Given passage START
Neither the pathology nor the physiopathology would be possible without histology, since a researcher would not recognize the abnormal without knowledge of what is normal

Pathological anatomy is a discipline that combines fundamental sciences and clinical practice.

The information acquired by studying the morphological changes of organs, tissues and cells induced by pathological processes and human diseases serves as a basic knowledge for the further development of essential diagnostic and treatment skills.

The general sections (associated with pathological processes) and systemic, nozological (associated with diseases) sections of the pathological anatomy are studied.

Activities and procedures Anatomo-Pathological

Biopsies

A biopsy is a medical procedure in which a tissue sample is taken from a patient for examination and diagnosis of a disease or medical condition.

There are many different biopsy procedures depending on the location of the tissue being investigated, which include:

  • Bone marrow biopsy: A small sample of bone marrow (usually hip) is removed through a thin needle. This type of biopsy helps diagnose diseases such as leukemia.
  • Colposcopy-directed biopsy: A colposcope is a small microscope used to examine a woman’s cervix while taking a tissue sample and helping to diagnose based on the results of the Pap test.
  • Endoscopic biopsy: The endoscope is a flexible tube that can be inserted into a hole (such as the mouth or anus) or through a small incision in the skin. Once the mass is reached, the cutting tools are threaded through the endoscope so that a tissue sample can be taken.
Given passage END
Listed records START
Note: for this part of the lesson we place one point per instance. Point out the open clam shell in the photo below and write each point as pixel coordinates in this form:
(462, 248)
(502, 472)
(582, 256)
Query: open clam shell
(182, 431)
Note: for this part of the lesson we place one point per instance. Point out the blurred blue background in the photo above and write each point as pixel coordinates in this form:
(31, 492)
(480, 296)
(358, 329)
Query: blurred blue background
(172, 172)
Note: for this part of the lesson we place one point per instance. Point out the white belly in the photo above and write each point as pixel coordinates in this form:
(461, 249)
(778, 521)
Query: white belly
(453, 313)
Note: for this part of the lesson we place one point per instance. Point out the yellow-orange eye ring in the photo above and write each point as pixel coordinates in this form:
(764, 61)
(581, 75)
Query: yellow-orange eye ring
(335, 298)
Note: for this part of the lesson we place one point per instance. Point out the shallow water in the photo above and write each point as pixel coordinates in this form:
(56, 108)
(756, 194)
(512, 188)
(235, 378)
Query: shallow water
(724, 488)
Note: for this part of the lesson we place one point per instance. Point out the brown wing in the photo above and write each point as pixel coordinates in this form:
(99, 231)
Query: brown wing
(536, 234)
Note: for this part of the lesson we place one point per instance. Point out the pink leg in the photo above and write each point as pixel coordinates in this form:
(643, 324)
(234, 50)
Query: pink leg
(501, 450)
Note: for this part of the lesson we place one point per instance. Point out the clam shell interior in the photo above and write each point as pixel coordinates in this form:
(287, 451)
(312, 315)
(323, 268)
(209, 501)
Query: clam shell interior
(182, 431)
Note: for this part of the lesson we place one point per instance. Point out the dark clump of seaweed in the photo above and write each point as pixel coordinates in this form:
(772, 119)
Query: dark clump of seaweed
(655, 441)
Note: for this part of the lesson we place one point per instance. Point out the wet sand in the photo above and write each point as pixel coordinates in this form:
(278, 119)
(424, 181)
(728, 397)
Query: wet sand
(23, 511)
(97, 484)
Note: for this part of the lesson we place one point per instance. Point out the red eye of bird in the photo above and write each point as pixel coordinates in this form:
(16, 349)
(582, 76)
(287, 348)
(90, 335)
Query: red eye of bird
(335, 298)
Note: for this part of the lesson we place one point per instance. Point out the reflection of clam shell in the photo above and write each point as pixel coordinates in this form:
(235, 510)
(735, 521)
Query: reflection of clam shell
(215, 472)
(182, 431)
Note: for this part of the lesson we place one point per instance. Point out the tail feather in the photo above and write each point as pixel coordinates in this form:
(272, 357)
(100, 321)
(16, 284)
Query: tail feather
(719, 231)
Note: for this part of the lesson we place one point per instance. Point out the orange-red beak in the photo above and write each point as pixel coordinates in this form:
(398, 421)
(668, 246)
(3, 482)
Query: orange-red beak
Listed records END
▶ **Tasks and exercises**:
1 > According to the passage on pathological anatomy, which disease is bone marrow biopsy said to help diagnose?
2 > Retype everything in the passage on pathological anatomy from "Activities and procedures" down to "the Pap test.".
Rely only on the text for what follows.

▶ **Results for the exercise**:
1 > Leukemia.

2 >
Activities and procedures Anatomo-Pathological

Biopsies

A biopsy is a medical procedure in which a tissue sample is taken from a patient for examination and diagnosis of a disease or medical condition.

There are many different biopsy procedures depending on the location of the tissue being investigated, which include:

  • Bone marrow biopsy: A small sample of bone marrow (usually hip) is removed through a thin needle. This type of biopsy helps diagnose diseases such as leukemia.
  • Colposcopy-directed biopsy: A colposcope is a small microscope used to examine a woman’s cervix while taking a tissue sample and helping to diagnose based on the results of the Pap test.